* start Selection *

Increase the heat and bring mixture to the boil, boiling for 2 minutes.
Stir occasionally if necessary to stop from burning.
Remove from the heat and let cool for a few minutes.
Add baking soda. Stir quickly until mixture froths up.
Pour into greased tin immediately. Leave until cold and hard.
Break into pieces.
* This recipe does not make up a big amount of hokey pokey,
you can double the mixture for a larger quantity. My suggestion is
you try it at this quantity first.
Amanda's Graham Cracker Bar (Tastes similar to Almond Joy)
(large batch)
1 tin sweetened condensed milk
1 cup coconut
2 oz butter
Method
4 oz butter
1 box Graham Crackers
Prepare Crust - pour melted butter into crackers and mix evenly. Pour out onto
greased pan and spread evenly, patting down. Refrigerate to set.
Filling
In saucepan, Melt butter and add condensed milk and coconut until all blended in
Pour out onto Graham Cracker crust, spread evenly. Bake 10 minutes in 350o.

* end Selection *
* start Data *

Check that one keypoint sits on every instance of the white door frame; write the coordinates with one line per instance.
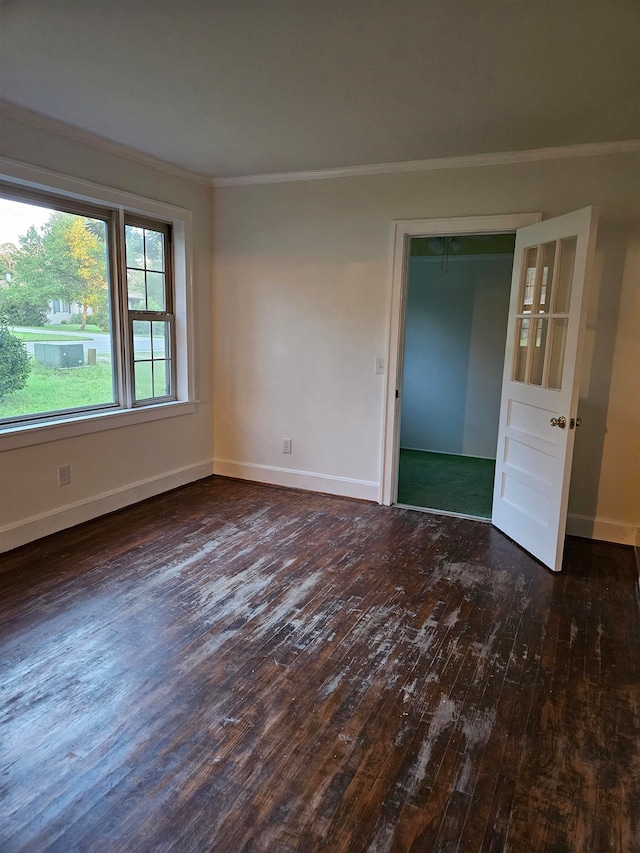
(404, 230)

* end Data *

- **Parts of the exercise**
(1) In the recipes, substitute "bicarbonate of soda" for "baking soda" and write out the passage from "Stir occasionally if" up to and including "mixture froths up.".
(2) Answer these questions using the recipes:
(a) For how many minutes should the hokey pokey mixture boil?
(b) Which candy bar is the Graham Cracker Bar said to taste similar to?
(c) For how many minutes is the Graham Cracker Bar baked?
The material above comes from a different source than the recipes.

- **Replies**
(1)
Stir occasionally if necessary to stop from burning.
Remove from the heat and let cool for a few minutes.
Add bicarbonate of soda. Stir quickly until mixture froths up.

(2)
(a) 2 minutes
(b) Almond Joy
(c) 10 minutes